Repeat all the material exactly; pictures stay out of your copy.

## begin STORED DATA

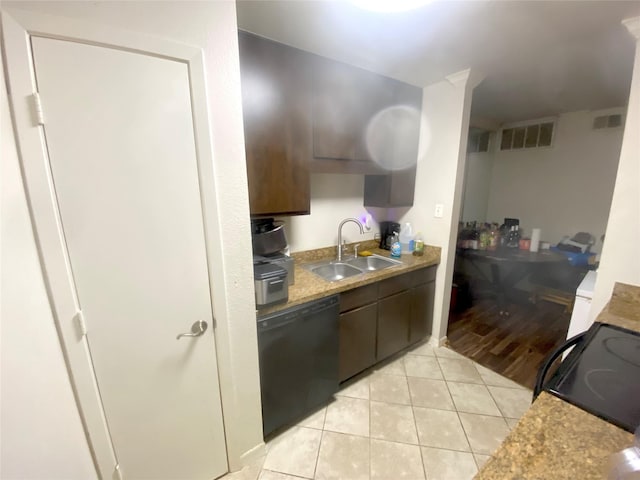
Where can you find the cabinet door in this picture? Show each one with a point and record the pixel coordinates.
(357, 340)
(394, 314)
(422, 311)
(276, 101)
(345, 99)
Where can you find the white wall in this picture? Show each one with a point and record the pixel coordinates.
(477, 186)
(212, 26)
(562, 189)
(439, 178)
(334, 197)
(620, 261)
(40, 427)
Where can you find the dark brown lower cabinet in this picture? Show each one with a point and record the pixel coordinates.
(422, 311)
(394, 314)
(357, 340)
(383, 318)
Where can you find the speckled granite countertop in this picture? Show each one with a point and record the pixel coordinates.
(309, 286)
(557, 440)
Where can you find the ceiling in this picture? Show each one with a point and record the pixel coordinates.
(539, 58)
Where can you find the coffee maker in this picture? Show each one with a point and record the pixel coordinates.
(387, 231)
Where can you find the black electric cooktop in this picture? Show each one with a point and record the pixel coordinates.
(602, 375)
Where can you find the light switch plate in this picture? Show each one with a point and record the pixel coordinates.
(439, 211)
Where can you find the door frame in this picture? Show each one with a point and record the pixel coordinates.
(17, 28)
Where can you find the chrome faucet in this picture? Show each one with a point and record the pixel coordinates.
(354, 220)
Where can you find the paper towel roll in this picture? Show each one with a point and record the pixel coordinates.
(535, 240)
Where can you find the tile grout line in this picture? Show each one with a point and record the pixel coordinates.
(466, 436)
(415, 427)
(315, 468)
(369, 387)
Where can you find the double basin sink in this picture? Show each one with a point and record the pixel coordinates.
(333, 270)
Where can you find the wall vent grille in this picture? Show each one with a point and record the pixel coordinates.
(607, 121)
(531, 135)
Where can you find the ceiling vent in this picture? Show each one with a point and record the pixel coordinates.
(607, 121)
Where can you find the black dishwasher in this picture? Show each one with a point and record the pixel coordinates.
(298, 349)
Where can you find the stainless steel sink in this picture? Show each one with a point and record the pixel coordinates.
(373, 263)
(333, 271)
(336, 271)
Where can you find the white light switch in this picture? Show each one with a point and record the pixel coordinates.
(439, 210)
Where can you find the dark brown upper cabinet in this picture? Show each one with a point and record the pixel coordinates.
(304, 113)
(276, 102)
(346, 100)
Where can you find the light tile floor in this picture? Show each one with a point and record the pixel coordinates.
(427, 414)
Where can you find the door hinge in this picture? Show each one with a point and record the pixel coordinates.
(38, 115)
(81, 326)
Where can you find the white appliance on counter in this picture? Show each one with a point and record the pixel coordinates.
(584, 294)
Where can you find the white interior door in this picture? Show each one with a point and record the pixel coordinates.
(120, 139)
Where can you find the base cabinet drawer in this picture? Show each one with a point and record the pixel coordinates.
(357, 340)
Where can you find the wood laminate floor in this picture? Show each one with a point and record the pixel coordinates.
(513, 346)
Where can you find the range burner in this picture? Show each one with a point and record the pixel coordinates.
(602, 375)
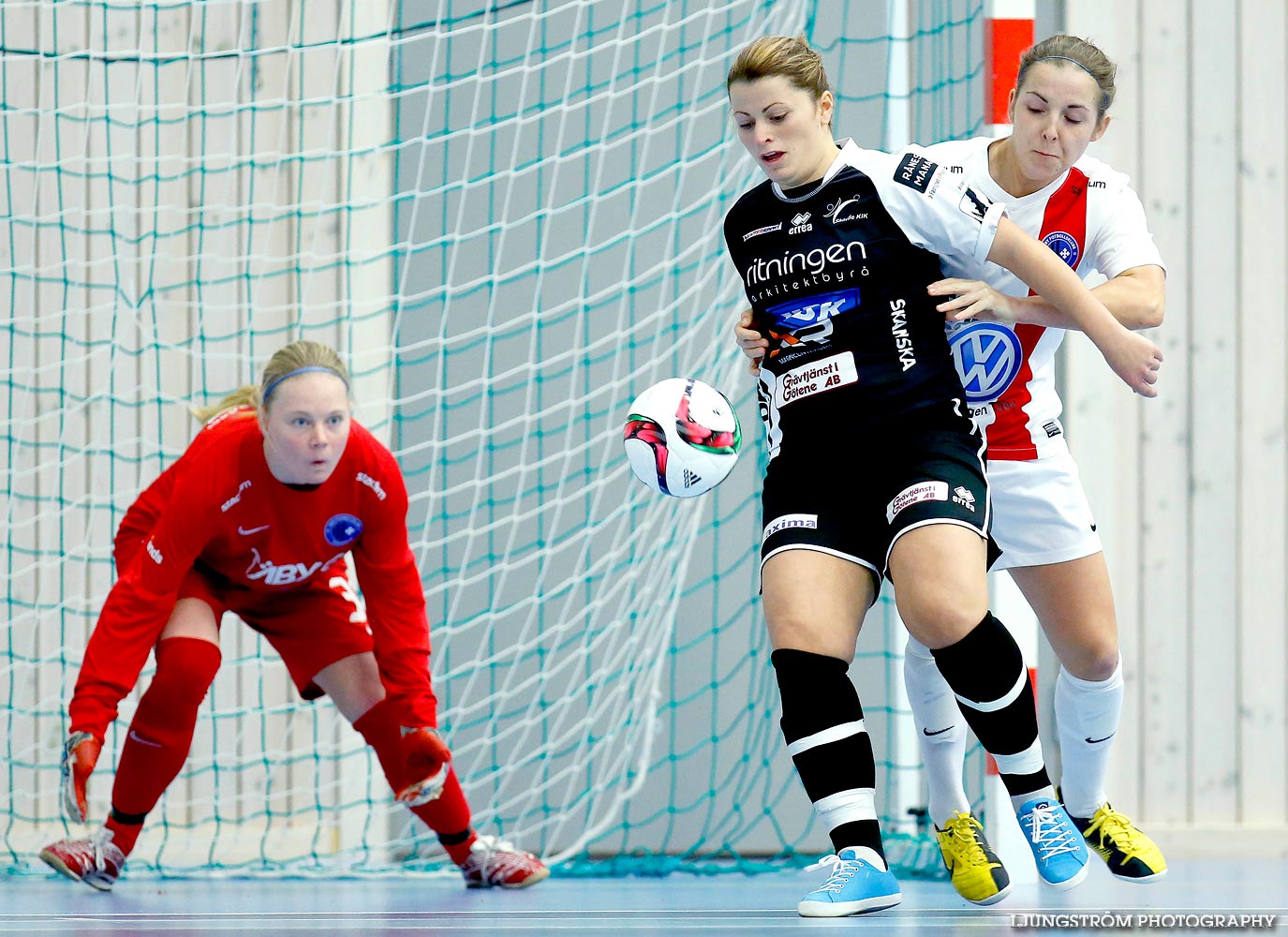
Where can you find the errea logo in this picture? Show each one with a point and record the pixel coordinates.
(800, 223)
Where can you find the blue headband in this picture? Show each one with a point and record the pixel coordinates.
(268, 391)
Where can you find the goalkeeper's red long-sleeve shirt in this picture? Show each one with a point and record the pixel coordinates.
(219, 510)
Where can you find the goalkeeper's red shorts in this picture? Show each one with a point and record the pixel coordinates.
(311, 627)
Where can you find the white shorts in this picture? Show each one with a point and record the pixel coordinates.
(1041, 513)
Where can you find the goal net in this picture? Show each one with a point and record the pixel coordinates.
(507, 216)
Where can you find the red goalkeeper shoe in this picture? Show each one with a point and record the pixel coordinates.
(96, 861)
(494, 862)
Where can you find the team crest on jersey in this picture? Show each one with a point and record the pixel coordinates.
(1064, 245)
(986, 356)
(809, 311)
(342, 530)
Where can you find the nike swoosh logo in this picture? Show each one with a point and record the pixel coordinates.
(141, 740)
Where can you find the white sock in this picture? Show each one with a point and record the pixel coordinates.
(943, 752)
(1086, 714)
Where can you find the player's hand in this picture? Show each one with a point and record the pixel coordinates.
(80, 755)
(1133, 359)
(428, 761)
(974, 299)
(751, 342)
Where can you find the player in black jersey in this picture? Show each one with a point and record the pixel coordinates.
(875, 467)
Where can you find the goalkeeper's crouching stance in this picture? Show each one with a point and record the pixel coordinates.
(258, 517)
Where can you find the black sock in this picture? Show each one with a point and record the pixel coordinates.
(823, 726)
(985, 670)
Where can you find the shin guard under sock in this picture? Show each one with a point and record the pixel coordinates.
(160, 734)
(986, 675)
(830, 747)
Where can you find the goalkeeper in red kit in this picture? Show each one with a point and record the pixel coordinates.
(257, 518)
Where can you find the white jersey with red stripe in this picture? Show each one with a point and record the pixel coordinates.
(1094, 220)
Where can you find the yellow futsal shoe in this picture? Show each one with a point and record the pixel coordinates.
(1130, 854)
(978, 872)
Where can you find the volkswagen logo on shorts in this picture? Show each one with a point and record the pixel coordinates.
(342, 530)
(988, 357)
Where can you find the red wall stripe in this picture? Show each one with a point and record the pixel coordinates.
(1003, 41)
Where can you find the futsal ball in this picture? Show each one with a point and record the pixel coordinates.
(682, 437)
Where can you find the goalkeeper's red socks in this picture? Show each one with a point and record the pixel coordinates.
(447, 815)
(160, 734)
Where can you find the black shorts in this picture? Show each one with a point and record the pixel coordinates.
(854, 505)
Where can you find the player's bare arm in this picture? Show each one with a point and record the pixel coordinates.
(1135, 298)
(1131, 356)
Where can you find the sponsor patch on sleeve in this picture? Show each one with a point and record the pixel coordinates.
(914, 171)
(974, 204)
(914, 494)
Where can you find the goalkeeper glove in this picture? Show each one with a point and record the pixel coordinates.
(428, 759)
(80, 755)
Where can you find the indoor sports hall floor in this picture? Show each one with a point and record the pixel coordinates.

## end STORED DATA

● **TASK ANSWER**
Where can you find the cabinet door in this picture? Show each one with a point and record the pixel coordinates.
(357, 340)
(394, 314)
(422, 311)
(276, 101)
(345, 99)
Where can you find the white wall in this picture? Show each one with a point and record the pixel coordinates.
(477, 186)
(212, 26)
(562, 189)
(439, 178)
(334, 197)
(620, 261)
(40, 427)
Where can you find the dark brown lower cabinet in this picture? Show each one with a point and record the pixel coordinates.
(422, 311)
(394, 314)
(357, 340)
(383, 318)
Where can you find the speckled granite countertop in this picture? Show each one with a point and record the pixel coordinates.
(309, 286)
(557, 440)
Where can you find the ceiling in this picture? Show each one with a point and record the pixel coordinates.
(539, 58)
Where can you find the coffee maker in this picture? Show each one with a point and record the pixel coordinates.
(387, 231)
Where can you find the black electric cooktop in this picture? Show each one with a point and record the pixel coordinates.
(602, 375)
Where can you find the light switch plate in this picture? Show each one with a point and record the pixel coordinates.
(439, 211)
Where can you find the door frame in this picture? Show each one with a point and record the pixel coordinates.
(17, 28)
Where can you find the chrome faucet in this picture? Show each one with a point and record the pixel coordinates.
(354, 220)
Where can you find the paper towel roll in this picture? Show each one with a point and record the pixel coordinates.
(535, 240)
Where can you find the tile grout line in this picture? Show each one with a point and record the pixel coordinates.
(466, 436)
(415, 427)
(315, 468)
(369, 387)
Where can you find the double basin sink in this picture? Show each one with a point and record the pixel coordinates.
(333, 270)
Where can you find the wall vent grille in this picture? Show each one with a point and record the pixel coordinates.
(607, 121)
(531, 135)
Where can you find the ceiling vent in this picture? Show each one with a point and record the pixel coordinates.
(607, 121)
Where can you find the black dishwasher in this picture? Show each one with a point and record the pixel coordinates.
(298, 349)
Where can you find the stainless steel sink in this picture? Show each one with a point and record the pixel coordinates.
(373, 263)
(333, 271)
(336, 271)
Where can you find the white light switch in this picture? Show each one with a point and record the pixel coordinates.
(439, 210)
Where can you find the dark brown upper cabinet in this picture? Show each one with a point and record the pixel coordinates.
(304, 113)
(276, 102)
(346, 100)
Where can you find the light tile floor in this picture? Show each one with a point and record the pixel coordinates.
(427, 414)
Where can you find the door hinge in this picture? Show each one with a point and record the pixel coordinates.
(38, 115)
(81, 326)
Where can you find the white appliance on counter in this picture? Show each one with a point and record the pixel coordinates.
(584, 294)
Where can you find the white interior door in this picture? Show each one with a point and record the pixel coordinates.
(120, 139)
Where can you find the base cabinet drawer in this picture? Show each one with a point and record the pixel coordinates.
(357, 340)
Where can you find the wood laminate floor in this picture? Show each one with a point and record the pixel coordinates.
(513, 346)
Where can you find the range burner in this picture? Show each one with a point and record the pixel coordinates.
(602, 375)
Where can you find the errea logo in this picture? Show each one with a point and record the pixel coordinates.
(800, 223)
Where can you find the blue headband in this picture? Show each one with a point and record the pixel coordinates.
(268, 391)
Where can you find the goalkeeper's red long-sleeve shirt in this picture? Show each one with a point and record the pixel coordinates.
(219, 510)
Where can you find the goalkeeper's red shorts in this picture? Show each one with a point and record the pixel coordinates.
(311, 627)
Where can you find the white shorts in this picture? Show each one with a point and record the pixel coordinates.
(1041, 513)
Where can you find the goal net in this picture? Show each one with a point and record the pixel coordinates.
(507, 216)
Where can you find the red goalkeeper shoe in this picture? Show each one with a point and record the pixel coordinates.
(96, 861)
(494, 862)
Where can you find the team crest on jersey in this picture? Show each one with a point and record the pixel coordinates.
(1064, 245)
(986, 356)
(809, 311)
(342, 530)
Where can you find the nike swoosh logo in this picture? Show each one with a point and record the pixel coordinates.
(141, 740)
Where can you find the white sock in this picture? Show each one with a point and record the pixel coordinates.
(943, 752)
(1086, 714)
Where can you find the player's hand in this picture? Show each one with a point and record the pixel coordinates.
(80, 755)
(1133, 359)
(428, 761)
(974, 299)
(751, 342)
Where can you find the player in black jersey in this picture? Show each one with a point and record the pixel coordinates.
(875, 467)
Where can you find the goalkeeper's crouching stance in this picture? Show each one with a point and record the pixel coordinates.
(258, 517)
Where can you find the black sock in this picture? Show each one with a point and record the pixel coordinates.
(823, 726)
(985, 670)
Where can you find the shin guard under sock in this picture? Show each one with a point and record the pixel coordinates.
(160, 734)
(986, 675)
(830, 747)
Where can you find the goalkeeper in red kit in this picture? Show each one with a point and record the pixel coordinates.
(257, 518)
Where can you find the white jersey with red stripe in this picture? Show each one with a point and record the pixel coordinates.
(1094, 220)
Where can you find the yellow futsal shoe in this picture? Show each one with a point and record the pixel coordinates.
(1130, 854)
(978, 872)
Where can you find the volkswagen logo on shorts in this picture? Show each one with a point and record the pixel coordinates.
(342, 530)
(988, 357)
Where can you find the red wall stripe in this picture? Show each one with a point and record the pixel coordinates.
(1003, 41)
Where can you find the futsal ball in this picture? Show each one with a point and record the pixel coordinates.
(682, 437)
Where can you find the goalkeeper's red socks in this picture? Show each one with a point and record the pixel coordinates.
(447, 815)
(160, 734)
Where can you find the black shorts in this picture? Show each one with a point and record the pixel coordinates.
(854, 505)
Where can you find the player's bare arm in this picture? Show each one with a point and record the pixel coordinates.
(1135, 298)
(1131, 356)
Where can you find the sponsor patch on sleeve in this picture? Show each one with a point and record the pixel coordinates.
(914, 171)
(974, 204)
(914, 494)
Where can you find the goalkeeper glove in this picture? Show each one with a point and record the pixel coordinates.
(428, 759)
(80, 755)
Where can you find the indoor sports hall floor in this picture? Show each one with a point and record the pixel coordinates.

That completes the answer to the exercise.